# [PASSAGE TO READ]
The euro took a hit yesterday after the French prime minister's resignation.
French Prime Minister Sébastien Lecornu resigned on Monday amid open rebellion from both left and right-wing party members in parliament. Lecornu, who took over from François Bayrou less than 30 days ago, proved unable to force through an unpopular budget that would limit spending to bring government finances back under control.
As you might expect, the euro weakened against other major currencies after this bombshell. The pound picked up half a cent at the expense of its continental foe, whereas the US dollar strengthened before falling back in the afternoon session.
Yesterday’s drama may not prove the end of things for France. Opposition leaders quickly called for a general election, increasing the pressure on embattled President Emmanuel Macron.
UK house prices unexpectedly fell by 0.3% in September, according to the latest report from Halifax. That is the weakest figure since April 2024 and means house prices rose by 1.3% in the twelve months to September, well below the expected 2.2%.

# [DATA SHOWN]
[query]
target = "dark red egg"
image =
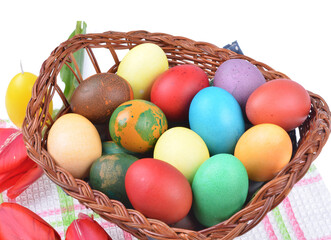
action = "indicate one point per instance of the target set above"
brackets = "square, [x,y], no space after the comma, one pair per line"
[158,190]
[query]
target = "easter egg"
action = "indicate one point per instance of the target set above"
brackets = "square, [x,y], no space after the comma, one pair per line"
[216,117]
[158,190]
[136,125]
[107,174]
[74,143]
[174,90]
[140,66]
[18,95]
[220,188]
[182,148]
[264,150]
[281,101]
[240,78]
[99,95]
[110,147]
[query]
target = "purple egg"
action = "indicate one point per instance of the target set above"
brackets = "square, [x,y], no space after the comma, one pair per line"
[240,78]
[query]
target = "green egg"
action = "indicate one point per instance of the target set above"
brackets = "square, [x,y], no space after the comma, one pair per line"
[220,188]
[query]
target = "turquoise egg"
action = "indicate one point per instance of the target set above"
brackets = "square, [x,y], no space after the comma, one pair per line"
[216,116]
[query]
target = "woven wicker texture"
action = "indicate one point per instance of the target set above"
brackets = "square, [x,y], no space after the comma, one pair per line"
[179,50]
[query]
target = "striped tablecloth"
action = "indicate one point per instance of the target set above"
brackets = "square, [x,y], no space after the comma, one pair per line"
[304,214]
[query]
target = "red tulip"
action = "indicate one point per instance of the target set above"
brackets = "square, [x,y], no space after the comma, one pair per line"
[18,222]
[86,228]
[17,170]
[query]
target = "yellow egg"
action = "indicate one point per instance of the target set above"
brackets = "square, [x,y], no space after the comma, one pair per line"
[182,148]
[74,143]
[140,66]
[264,150]
[18,95]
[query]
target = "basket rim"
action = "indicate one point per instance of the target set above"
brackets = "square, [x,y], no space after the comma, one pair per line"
[313,136]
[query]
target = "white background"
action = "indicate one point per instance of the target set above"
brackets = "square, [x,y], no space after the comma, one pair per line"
[292,37]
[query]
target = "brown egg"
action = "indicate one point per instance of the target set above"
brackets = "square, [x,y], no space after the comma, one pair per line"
[99,95]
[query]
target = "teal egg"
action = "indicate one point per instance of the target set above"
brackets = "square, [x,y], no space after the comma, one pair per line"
[216,116]
[220,188]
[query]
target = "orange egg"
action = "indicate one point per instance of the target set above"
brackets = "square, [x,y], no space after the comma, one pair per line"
[264,150]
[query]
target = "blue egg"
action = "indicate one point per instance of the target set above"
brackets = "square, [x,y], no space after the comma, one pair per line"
[216,116]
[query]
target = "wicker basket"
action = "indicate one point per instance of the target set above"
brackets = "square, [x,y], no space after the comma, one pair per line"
[179,50]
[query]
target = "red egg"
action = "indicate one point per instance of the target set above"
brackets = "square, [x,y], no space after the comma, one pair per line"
[158,190]
[174,90]
[282,102]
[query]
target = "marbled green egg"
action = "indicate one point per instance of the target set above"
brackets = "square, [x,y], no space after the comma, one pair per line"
[136,125]
[107,174]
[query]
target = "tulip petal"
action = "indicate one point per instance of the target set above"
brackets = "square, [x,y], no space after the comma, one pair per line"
[12,150]
[25,181]
[10,178]
[22,223]
[86,228]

# [REQUEST 1]
According to the market report, by what percentage did UK house prices fall in September?
# [REQUEST 2]
Reproduce the market report word for word, starting at "Yesterday’s drama may" and ending at "the expected 2.2%.".
Base every answer on the market report alone.

# [FINAL RESULT 1]
By 0.3%.

# [FINAL RESULT 2]
Yesterday’s drama may not prove the end of things for France. Opposition leaders quickly called for a general election, increasing the pressure on embattled President Emmanuel Macron.
UK house prices unexpectedly fell by 0.3% in September, according to the latest report from Halifax. That is the weakest figure since April 2024 and means house prices rose by 1.3% in the twelve months to September, well below the expected 2.2%.